> [WHAT YOU HAVE TO DO] Repeat every one of the records below word for word, changing nothing.

> [GIVEN ENTRIES]

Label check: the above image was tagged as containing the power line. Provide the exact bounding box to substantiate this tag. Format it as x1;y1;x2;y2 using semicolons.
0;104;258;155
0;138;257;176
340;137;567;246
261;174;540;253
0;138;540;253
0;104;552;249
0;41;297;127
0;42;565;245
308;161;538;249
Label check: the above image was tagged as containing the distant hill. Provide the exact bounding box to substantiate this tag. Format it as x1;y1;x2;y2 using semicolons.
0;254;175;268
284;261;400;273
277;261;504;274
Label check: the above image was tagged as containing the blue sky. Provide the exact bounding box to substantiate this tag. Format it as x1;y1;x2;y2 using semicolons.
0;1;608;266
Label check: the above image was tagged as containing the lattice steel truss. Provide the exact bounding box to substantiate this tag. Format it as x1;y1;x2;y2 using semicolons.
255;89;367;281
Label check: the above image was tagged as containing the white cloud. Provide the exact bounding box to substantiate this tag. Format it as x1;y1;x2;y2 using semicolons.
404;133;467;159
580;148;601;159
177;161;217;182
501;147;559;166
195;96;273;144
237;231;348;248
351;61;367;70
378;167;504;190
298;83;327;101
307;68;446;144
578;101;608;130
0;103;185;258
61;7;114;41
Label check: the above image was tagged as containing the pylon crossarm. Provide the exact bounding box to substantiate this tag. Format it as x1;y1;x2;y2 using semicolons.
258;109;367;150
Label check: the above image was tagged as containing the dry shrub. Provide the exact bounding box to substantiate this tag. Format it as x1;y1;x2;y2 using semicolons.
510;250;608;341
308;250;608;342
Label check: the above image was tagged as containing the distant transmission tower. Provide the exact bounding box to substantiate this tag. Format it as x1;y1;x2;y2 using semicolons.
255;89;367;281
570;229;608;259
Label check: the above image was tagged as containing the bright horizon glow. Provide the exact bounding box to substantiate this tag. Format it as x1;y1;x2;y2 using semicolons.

> [RESULT OF THE EXERCISE]
Label check: the above image was tagged as containing the power line. Provide the exact bounding box to substantiate this tag. Format it as x1;y1;x2;y2 using semicolons.
0;104;258;155
0;138;257;176
340;137;567;246
261;174;540;253
0;138;540;253
0;104;552;249
0;41;297;127
0;42;565;245
308;161;538;249
Label check: the above image was tagged as containing the distant hill. Provide the exact bounding box to substantiate this tag. Format it as x1;y1;x2;y2 using semicolons.
0;254;175;268
284;261;400;273
277;261;504;274
Label check: the above image was tagged as containing the blue sky. Provide the exact bounding box to substantiate this tag. Format it as x1;y1;x2;y2 using semicolons.
0;1;608;266
Label check: the above image was tagged as containing the lattice steel truss. Provide the exact bounding box to substantiate this tag. Format it as x1;y1;x2;y2 using semicolons.
255;89;367;281
Label check: the above image was tagged as containing the white cloud. Provide the exact bounding box to substantiate this tag. Format it as x1;y1;x2;y2 using semicolons.
404;133;467;159
580;148;601;159
177;161;217;182
501;147;559;166
195;96;273;144
237;231;348;248
351;61;367;70
378;167;504;190
298;83;327;101
307;68;446;144
578;101;608;130
0;103;185;258
61;7;114;41
Label check: the above image was tagged as containing the pylon crossarm. Provide the exact bounding box to substantiate this tag. Format it as x1;y1;x2;y2 using semicolons.
258;109;367;150
Label check: the above image was tagged as containing the dry shrub. Provide the exact bounding box to substantiate this tag. Format it as x1;y1;x2;y2 using semicolons.
510;250;608;341
308;250;608;342
Label check: the above image was tagged as containing the distant transmission tower. Provide the exact bounding box to substantiate this tag. Format it as x1;y1;x2;y2 using semicolons.
255;89;367;281
570;229;608;259
Label check: the above image was tagged as containing the bright horizon glow. Provide the exact bounding box to substantiate this tag. Format it as x1;y1;x2;y2 using semicolons.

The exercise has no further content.